- DATASET
(begin)
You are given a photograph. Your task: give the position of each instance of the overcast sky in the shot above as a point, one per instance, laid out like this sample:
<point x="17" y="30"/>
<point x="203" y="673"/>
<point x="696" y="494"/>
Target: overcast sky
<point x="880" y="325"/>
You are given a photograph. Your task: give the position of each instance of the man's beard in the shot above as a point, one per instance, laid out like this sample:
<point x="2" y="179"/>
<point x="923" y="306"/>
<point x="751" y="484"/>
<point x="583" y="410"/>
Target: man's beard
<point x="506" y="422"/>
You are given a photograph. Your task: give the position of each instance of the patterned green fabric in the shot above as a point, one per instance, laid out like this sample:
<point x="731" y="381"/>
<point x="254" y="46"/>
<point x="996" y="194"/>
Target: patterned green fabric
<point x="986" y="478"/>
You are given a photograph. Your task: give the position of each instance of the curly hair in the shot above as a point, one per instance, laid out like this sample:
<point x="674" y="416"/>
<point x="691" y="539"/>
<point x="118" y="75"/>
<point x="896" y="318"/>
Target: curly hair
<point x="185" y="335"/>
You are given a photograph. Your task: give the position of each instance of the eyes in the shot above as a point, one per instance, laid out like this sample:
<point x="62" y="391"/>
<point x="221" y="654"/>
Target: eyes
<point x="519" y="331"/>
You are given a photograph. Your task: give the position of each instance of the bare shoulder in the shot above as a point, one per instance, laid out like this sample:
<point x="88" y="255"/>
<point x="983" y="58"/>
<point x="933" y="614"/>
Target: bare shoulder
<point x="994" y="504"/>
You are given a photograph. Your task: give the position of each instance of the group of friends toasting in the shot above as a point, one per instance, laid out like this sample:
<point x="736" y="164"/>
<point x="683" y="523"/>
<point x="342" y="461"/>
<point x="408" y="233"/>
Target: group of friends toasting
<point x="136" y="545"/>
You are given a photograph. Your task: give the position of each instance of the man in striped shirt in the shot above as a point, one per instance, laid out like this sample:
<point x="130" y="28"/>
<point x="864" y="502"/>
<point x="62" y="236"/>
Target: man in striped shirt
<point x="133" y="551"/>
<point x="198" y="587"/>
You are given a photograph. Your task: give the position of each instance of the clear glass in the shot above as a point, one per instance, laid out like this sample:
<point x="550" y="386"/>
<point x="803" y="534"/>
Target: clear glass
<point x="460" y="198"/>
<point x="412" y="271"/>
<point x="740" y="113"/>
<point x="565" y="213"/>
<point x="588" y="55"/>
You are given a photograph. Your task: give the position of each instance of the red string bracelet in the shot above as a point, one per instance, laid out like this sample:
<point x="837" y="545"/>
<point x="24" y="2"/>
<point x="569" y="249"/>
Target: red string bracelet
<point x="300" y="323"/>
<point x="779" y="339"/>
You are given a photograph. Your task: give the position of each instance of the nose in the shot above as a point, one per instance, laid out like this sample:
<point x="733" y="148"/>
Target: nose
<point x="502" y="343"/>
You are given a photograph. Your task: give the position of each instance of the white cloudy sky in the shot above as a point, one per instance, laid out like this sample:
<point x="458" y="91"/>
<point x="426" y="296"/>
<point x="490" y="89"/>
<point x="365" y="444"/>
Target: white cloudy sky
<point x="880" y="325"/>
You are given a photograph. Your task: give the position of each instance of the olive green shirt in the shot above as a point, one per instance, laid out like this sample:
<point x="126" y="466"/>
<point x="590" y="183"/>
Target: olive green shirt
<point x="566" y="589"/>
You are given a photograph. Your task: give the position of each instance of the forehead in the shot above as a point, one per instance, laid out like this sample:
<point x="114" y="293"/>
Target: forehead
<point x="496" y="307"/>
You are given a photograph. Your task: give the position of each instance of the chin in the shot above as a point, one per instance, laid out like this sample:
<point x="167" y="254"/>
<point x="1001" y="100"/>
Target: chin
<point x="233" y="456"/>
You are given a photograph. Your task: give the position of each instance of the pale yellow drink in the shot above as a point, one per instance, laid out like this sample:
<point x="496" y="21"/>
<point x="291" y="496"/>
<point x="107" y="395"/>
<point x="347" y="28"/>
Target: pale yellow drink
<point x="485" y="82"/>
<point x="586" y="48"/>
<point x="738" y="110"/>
(end)
- WHAT YOU WILL DO
The line containing "the red string" marks the start; retype it and each line after it through the end of the records above, exactly.

- ANSWER IN FULL
You are given a photograph. Your task: give the position of each instance of the red string bracelet in the shot above as a point, one per instance, laid out like this sample:
<point x="837" y="545"/>
<point x="24" y="2"/>
<point x="569" y="249"/>
Target: red string bracelet
<point x="300" y="323"/>
<point x="779" y="339"/>
You are given a photograph. Your task: give the position of each instance of the nose in the shot above as a point, one per instance, laid out like this sample:
<point x="733" y="148"/>
Target: nose
<point x="502" y="343"/>
You are given a photograph. Your task: give the position of each instance of the white cloudy sky in the shot above as a point, one per instance, laid out like this sample:
<point x="458" y="91"/>
<point x="426" y="296"/>
<point x="490" y="89"/>
<point x="365" y="444"/>
Target: white cloudy sky
<point x="880" y="325"/>
You are given a photograph. Your task: give the position of each instance of the olive green shirt in the shot above as a point, one per instance, laid out like this sample:
<point x="126" y="466"/>
<point x="590" y="183"/>
Target: olive green shirt
<point x="566" y="589"/>
You are given a photograph. Your task: give the position of each instance of the forehead in the shot above as a point, one per instance, laid out like this sample:
<point x="114" y="293"/>
Target: forehead
<point x="496" y="307"/>
You are given a photograph. Your task: give the position of each instance of the chin in the shot above as a point, one per instance, laid out like this sample:
<point x="167" y="254"/>
<point x="1001" y="100"/>
Target: chin
<point x="233" y="456"/>
You are given a photograph. Your task: give the position of each instance of the pale yellow drink in the shot above as a point, one per instance, laid out like this sample:
<point x="496" y="21"/>
<point x="291" y="496"/>
<point x="107" y="395"/>
<point x="347" y="28"/>
Target: pale yellow drink
<point x="485" y="82"/>
<point x="586" y="48"/>
<point x="738" y="110"/>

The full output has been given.